EXTRACTED INFORMATION:

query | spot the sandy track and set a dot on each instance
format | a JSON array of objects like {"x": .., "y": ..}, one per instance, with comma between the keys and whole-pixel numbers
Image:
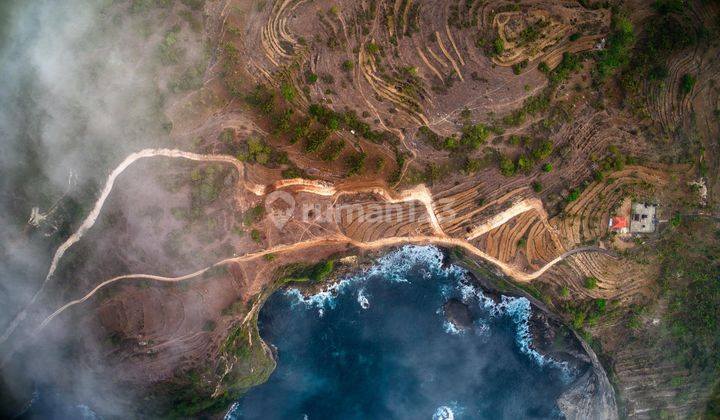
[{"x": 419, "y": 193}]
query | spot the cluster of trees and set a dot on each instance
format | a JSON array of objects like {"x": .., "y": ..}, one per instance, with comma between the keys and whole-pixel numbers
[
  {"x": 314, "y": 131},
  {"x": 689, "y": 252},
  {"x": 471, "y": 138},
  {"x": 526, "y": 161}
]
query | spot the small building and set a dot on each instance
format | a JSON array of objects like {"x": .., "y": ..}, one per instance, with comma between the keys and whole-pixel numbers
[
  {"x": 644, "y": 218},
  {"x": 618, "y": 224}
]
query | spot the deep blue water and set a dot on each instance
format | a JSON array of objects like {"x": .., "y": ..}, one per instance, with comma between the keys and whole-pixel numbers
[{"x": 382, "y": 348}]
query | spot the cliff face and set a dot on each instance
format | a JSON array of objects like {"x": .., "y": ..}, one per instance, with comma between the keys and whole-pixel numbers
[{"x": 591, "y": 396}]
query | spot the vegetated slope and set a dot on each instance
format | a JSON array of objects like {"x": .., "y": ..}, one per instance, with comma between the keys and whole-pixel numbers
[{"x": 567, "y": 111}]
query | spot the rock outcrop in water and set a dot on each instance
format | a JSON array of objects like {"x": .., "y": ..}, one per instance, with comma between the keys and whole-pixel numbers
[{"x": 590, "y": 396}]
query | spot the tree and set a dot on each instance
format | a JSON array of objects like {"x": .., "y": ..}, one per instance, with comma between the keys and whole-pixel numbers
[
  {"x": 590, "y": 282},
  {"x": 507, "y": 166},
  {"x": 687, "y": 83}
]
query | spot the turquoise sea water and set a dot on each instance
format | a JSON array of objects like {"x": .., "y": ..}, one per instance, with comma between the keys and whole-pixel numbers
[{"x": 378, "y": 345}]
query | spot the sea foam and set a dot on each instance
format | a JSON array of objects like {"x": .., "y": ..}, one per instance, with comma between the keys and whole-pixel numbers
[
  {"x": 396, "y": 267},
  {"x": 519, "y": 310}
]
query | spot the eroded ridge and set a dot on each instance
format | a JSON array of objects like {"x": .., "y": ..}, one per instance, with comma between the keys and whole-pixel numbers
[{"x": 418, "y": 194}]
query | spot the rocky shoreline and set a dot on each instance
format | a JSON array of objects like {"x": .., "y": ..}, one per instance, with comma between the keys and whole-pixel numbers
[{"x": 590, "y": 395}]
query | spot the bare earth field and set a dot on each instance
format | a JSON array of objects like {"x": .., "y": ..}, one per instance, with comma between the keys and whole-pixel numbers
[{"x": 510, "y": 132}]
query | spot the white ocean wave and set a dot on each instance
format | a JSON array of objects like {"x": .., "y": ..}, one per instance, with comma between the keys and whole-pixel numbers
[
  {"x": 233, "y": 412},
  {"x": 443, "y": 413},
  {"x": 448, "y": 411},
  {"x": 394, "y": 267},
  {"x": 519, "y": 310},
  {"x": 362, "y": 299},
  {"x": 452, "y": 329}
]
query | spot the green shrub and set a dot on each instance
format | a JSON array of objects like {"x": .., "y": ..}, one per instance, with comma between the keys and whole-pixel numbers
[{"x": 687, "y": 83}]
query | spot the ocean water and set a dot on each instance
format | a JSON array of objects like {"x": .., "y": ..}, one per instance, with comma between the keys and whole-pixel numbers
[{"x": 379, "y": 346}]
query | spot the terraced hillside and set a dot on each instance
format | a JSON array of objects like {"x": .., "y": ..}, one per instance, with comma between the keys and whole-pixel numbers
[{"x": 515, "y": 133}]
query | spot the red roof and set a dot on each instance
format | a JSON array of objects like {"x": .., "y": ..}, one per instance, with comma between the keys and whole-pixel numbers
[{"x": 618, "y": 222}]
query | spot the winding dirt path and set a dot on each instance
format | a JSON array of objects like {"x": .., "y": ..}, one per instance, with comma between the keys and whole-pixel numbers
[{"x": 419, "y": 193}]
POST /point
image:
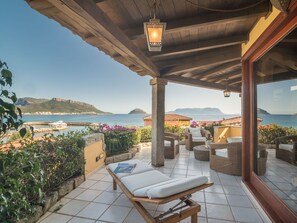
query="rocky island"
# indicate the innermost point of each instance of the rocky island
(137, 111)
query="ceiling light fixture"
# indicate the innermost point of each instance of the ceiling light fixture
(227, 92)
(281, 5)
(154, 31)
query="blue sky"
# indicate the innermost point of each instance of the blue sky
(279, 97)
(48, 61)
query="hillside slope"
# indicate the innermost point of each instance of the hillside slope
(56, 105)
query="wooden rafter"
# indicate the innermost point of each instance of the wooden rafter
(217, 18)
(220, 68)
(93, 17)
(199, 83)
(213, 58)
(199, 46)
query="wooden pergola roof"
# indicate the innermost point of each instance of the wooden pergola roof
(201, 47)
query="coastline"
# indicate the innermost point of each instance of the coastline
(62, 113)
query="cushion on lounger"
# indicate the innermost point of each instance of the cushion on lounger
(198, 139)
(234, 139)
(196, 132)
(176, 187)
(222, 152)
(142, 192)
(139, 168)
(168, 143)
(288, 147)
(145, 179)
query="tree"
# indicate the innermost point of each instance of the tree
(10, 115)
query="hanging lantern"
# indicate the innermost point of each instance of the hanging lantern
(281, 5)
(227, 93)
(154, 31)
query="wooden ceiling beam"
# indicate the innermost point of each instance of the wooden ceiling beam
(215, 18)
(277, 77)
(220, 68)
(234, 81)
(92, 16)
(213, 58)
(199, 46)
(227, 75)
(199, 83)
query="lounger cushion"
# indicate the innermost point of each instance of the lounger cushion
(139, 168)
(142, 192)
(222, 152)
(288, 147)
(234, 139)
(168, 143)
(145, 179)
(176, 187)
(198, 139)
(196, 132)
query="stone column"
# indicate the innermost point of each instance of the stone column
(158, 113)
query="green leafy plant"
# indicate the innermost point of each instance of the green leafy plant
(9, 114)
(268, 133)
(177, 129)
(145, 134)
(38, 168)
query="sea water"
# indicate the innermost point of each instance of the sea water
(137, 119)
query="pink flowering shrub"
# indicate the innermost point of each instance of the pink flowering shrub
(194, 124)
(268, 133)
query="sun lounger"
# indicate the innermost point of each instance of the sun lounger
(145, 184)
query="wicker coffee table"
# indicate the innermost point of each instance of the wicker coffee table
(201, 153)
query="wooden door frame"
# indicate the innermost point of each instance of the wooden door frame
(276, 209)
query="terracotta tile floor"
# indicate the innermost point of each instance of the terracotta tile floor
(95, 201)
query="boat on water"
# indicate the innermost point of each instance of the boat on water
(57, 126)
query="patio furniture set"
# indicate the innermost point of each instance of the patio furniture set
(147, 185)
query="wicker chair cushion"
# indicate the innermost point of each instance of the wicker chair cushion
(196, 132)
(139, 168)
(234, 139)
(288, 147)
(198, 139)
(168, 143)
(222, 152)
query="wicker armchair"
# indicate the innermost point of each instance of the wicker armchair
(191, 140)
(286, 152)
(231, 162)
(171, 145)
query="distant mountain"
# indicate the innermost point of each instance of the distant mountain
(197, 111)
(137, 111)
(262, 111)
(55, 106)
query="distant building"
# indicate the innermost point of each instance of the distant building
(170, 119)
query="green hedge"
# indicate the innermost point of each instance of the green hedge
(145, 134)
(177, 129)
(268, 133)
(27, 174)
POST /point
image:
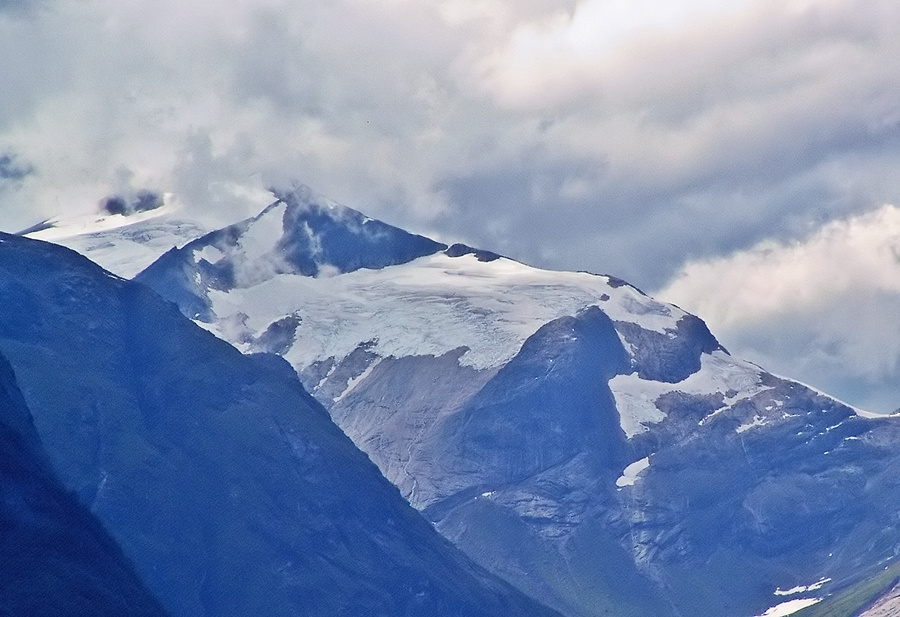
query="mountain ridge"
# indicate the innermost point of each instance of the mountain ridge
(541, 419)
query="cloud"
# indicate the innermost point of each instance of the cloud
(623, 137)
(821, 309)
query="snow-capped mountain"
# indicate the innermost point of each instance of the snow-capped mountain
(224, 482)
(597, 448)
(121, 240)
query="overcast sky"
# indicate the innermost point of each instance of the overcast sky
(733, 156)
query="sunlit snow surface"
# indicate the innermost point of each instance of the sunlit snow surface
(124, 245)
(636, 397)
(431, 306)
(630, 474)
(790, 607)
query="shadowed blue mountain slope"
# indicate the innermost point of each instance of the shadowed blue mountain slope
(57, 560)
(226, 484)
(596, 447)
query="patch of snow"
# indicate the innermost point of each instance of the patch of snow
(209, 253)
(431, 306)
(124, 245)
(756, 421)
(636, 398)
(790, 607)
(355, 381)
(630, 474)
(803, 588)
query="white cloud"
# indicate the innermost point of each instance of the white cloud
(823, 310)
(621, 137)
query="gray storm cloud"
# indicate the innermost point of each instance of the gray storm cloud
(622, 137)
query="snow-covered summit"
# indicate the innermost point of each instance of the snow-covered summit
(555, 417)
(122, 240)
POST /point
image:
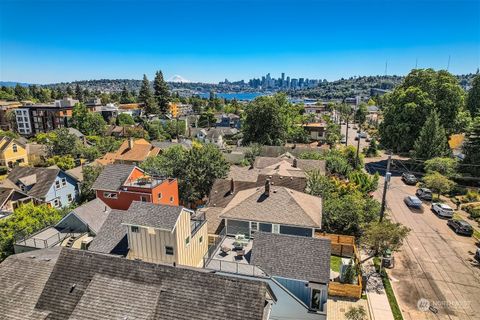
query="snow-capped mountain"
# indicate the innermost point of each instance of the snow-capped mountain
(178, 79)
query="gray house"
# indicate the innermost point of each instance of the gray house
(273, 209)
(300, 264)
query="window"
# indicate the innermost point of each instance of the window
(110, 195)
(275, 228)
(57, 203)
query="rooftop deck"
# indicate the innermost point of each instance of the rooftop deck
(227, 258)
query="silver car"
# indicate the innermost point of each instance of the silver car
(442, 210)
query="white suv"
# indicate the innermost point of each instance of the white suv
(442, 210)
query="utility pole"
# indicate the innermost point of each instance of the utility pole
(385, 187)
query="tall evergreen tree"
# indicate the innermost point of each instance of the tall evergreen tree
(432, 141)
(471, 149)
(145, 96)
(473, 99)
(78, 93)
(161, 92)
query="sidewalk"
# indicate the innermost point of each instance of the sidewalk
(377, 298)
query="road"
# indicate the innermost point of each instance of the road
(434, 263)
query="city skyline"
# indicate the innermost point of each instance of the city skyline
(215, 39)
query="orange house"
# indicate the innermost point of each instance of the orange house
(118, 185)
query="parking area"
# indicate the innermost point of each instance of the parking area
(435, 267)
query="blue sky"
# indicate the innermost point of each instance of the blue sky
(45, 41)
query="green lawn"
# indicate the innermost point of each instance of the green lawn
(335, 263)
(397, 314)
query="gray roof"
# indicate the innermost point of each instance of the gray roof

TASK DESCRIPTION: Your answer must be the exact lines of the records from the first one through the line containing "query | spot the rock outcrop", with no pictures in it.

RESULT FOR THIS EXERCISE:
query | spot the sandy track and set a dot on each instance
format | a JSON array of objects like {"x": .., "y": ..}, one per instance, with comma between the keys and whole-pixel numbers
Image:
[{"x": 419, "y": 193}]
query | spot the cluster of trees and set a dot on each instance
format | a JSON array of objects like {"x": .., "y": ..}, one per instance, with comma between the keys and whole-pixel numbers
[
  {"x": 314, "y": 131},
  {"x": 689, "y": 252},
  {"x": 471, "y": 138},
  {"x": 526, "y": 161}
]
query | spot the small building and set a dot on each instance
format | a JSON array of objects like {"x": .., "y": ..}, one per instance, with comma between the keys and whole-pixel numbers
[
  {"x": 644, "y": 218},
  {"x": 618, "y": 224}
]
query | spot the deep blue water and set a dot on each instance
format | a JSON array of objects like {"x": .., "y": ..}, one per instance, with comma between the keys and whole-pixel numbers
[{"x": 382, "y": 348}]
query | spot the cliff face and set a dot on each instance
format | a JSON array of objects like {"x": .., "y": ..}, one per instance, with comma between the keys and whole-pixel numbers
[{"x": 591, "y": 396}]
query | spot the vegetated slope and set a dot on each instance
format | a JSON array of objects like {"x": .., "y": ..}, one per instance, with comma between the keys and whole-pixel numbers
[{"x": 567, "y": 111}]
query | spot the rock outcrop in water and set a dot on each instance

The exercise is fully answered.